> [Goal of the exercise] Output the data from its first line through the line containing "<point>57,219</point>" as a JSON list of strings, one string per line, with blank lines omitted.

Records
══════
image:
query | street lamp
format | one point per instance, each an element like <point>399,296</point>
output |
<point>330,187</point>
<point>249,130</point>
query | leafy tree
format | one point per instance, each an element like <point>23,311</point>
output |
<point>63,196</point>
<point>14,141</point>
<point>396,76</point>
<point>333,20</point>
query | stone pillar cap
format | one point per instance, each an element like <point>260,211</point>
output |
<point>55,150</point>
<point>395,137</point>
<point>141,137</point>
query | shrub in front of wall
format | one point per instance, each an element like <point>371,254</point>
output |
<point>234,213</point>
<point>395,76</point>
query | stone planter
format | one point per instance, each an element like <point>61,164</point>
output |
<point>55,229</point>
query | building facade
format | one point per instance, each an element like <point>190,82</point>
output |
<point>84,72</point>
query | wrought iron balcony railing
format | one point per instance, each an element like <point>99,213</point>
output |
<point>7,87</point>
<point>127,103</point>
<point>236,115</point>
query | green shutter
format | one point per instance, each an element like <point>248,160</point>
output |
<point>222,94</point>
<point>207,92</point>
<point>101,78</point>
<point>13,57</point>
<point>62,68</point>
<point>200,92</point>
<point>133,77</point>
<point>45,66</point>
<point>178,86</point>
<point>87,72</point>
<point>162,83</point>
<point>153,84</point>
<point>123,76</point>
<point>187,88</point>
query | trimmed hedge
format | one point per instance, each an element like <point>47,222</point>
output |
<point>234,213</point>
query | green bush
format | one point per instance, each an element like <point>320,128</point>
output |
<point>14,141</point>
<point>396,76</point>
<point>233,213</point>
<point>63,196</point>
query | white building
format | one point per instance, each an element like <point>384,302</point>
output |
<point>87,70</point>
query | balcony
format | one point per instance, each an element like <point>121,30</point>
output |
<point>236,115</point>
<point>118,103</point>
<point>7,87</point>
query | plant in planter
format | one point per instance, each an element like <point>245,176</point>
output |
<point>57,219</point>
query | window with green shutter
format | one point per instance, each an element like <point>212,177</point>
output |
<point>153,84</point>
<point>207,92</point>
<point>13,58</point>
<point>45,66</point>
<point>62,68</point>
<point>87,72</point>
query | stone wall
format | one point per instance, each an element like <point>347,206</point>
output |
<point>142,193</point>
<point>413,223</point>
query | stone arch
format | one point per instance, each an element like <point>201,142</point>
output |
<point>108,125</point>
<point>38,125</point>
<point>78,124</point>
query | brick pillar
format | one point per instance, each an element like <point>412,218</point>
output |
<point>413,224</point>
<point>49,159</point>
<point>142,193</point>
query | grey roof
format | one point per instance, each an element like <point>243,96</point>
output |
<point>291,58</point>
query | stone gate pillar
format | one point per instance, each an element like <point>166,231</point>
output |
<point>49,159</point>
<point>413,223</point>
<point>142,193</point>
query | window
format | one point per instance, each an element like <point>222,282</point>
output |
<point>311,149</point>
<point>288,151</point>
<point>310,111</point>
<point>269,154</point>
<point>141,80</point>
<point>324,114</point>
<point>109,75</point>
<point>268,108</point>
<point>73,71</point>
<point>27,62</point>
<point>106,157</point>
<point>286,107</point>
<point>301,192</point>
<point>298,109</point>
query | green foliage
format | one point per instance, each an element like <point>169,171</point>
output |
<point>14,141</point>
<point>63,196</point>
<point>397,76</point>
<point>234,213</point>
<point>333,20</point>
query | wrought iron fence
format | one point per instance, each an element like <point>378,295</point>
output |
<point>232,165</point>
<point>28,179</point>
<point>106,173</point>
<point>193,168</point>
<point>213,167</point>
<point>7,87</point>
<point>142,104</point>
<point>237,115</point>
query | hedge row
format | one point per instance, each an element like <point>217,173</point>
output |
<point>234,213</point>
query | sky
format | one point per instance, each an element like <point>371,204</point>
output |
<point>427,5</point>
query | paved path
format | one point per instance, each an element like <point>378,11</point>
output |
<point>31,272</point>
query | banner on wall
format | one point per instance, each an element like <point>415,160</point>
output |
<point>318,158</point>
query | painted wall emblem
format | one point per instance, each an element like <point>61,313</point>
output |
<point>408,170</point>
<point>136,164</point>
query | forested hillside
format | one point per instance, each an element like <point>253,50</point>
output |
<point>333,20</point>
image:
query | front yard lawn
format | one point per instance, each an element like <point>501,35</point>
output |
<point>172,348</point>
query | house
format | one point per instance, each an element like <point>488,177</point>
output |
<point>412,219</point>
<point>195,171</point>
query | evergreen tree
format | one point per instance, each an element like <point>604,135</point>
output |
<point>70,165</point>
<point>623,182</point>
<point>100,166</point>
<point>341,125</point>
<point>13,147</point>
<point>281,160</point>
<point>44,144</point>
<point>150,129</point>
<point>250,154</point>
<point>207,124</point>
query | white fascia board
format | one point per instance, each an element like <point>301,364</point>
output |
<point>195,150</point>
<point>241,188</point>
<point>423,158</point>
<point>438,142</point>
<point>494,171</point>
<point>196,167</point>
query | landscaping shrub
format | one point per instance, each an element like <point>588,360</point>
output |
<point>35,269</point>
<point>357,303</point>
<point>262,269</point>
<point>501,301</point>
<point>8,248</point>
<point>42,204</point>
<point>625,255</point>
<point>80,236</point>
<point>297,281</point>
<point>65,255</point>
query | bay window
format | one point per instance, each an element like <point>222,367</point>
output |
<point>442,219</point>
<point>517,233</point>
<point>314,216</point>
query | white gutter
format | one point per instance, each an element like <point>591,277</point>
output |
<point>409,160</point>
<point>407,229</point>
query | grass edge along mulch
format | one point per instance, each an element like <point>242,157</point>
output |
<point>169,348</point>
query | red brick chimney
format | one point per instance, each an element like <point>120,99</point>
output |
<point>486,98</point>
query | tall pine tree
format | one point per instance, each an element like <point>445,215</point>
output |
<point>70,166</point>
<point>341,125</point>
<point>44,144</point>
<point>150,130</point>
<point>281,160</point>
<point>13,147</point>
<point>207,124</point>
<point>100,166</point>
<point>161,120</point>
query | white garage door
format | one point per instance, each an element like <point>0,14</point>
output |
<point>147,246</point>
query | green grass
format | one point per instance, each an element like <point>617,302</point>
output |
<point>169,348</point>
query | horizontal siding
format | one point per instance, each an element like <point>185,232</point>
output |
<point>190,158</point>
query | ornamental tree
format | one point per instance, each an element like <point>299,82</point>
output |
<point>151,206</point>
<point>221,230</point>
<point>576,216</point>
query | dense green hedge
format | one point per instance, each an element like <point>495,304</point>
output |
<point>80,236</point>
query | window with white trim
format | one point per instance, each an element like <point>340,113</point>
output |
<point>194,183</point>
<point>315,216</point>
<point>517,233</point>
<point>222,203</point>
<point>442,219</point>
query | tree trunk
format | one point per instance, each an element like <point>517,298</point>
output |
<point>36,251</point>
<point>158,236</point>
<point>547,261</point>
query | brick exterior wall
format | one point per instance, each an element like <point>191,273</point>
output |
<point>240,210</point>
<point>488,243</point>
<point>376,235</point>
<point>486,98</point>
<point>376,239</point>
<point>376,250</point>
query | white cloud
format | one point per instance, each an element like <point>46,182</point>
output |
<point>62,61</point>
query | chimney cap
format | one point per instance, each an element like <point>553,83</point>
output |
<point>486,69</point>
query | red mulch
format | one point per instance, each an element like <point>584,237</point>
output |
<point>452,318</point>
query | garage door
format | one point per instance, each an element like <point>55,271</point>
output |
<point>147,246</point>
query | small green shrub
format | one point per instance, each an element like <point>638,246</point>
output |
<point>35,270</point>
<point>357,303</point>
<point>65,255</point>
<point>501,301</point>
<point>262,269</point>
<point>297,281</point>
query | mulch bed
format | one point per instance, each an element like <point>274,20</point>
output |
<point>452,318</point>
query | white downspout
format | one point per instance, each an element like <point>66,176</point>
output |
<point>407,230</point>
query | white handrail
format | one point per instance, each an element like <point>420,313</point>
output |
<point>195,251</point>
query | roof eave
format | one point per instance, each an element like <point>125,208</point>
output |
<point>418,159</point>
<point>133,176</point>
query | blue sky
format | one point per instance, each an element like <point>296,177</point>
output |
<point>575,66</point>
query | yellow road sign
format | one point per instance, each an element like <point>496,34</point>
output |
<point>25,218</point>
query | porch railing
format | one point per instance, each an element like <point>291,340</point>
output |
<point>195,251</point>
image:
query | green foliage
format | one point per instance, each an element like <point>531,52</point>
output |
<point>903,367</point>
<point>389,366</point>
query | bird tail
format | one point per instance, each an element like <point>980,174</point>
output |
══════
> [Completed task]
[
  "image:",
  "query | street lamp",
  "format | one point per instance, each an element like <point>399,296</point>",
  "output |",
  "<point>330,187</point>",
  "<point>249,130</point>",
  "query | leafy tree",
  "format | one point per instance, each an element like <point>23,311</point>",
  "output |",
  "<point>63,196</point>",
  "<point>14,141</point>",
  "<point>396,76</point>",
  "<point>333,20</point>",
  "query | stone pillar cap",
  "format | one point per instance, each an element like <point>260,211</point>",
  "output |",
  "<point>55,150</point>",
  "<point>395,137</point>",
  "<point>141,137</point>",
  "query | shrub in front of wall",
  "format | one point per instance, each an element like <point>371,254</point>",
  "output |",
  "<point>234,213</point>",
  "<point>395,76</point>",
  "query | stone planter",
  "format | one point per instance, each an element like <point>61,164</point>",
  "output |",
  "<point>55,229</point>",
  "query | building facade",
  "format | one point per instance, each an element like <point>190,82</point>",
  "output |",
  "<point>84,72</point>",
  "query | wrought iron balcony railing",
  "format | one point per instance, each an element like <point>99,213</point>",
  "output |",
  "<point>7,87</point>",
  "<point>127,103</point>",
  "<point>236,115</point>",
  "query | green shutter",
  "format | one point per instance, each an element like <point>248,160</point>",
  "output |",
  "<point>222,94</point>",
  "<point>207,92</point>",
  "<point>101,78</point>",
  "<point>13,57</point>",
  "<point>62,68</point>",
  "<point>200,92</point>",
  "<point>133,77</point>",
  "<point>45,66</point>",
  "<point>178,86</point>",
  "<point>87,72</point>",
  "<point>162,83</point>",
  "<point>153,84</point>",
  "<point>123,76</point>",
  "<point>187,88</point>",
  "query | trimmed hedge",
  "format | one point per instance, each an element like <point>47,222</point>",
  "output |",
  "<point>234,213</point>",
  "query | green bush",
  "format | one point per instance, each an element like <point>320,128</point>",
  "output |",
  "<point>14,141</point>",
  "<point>396,76</point>",
  "<point>233,213</point>",
  "<point>63,196</point>",
  "query | white building",
  "format | one point per instance, each an element like <point>384,302</point>",
  "output |",
  "<point>87,70</point>",
  "query | balcony",
  "format | one point per instance, each an element like <point>121,30</point>",
  "output |",
  "<point>236,115</point>",
  "<point>118,103</point>",
  "<point>7,87</point>",
  "query | plant in planter",
  "format | one point per instance, each an element like <point>245,176</point>",
  "output |",
  "<point>57,219</point>"
]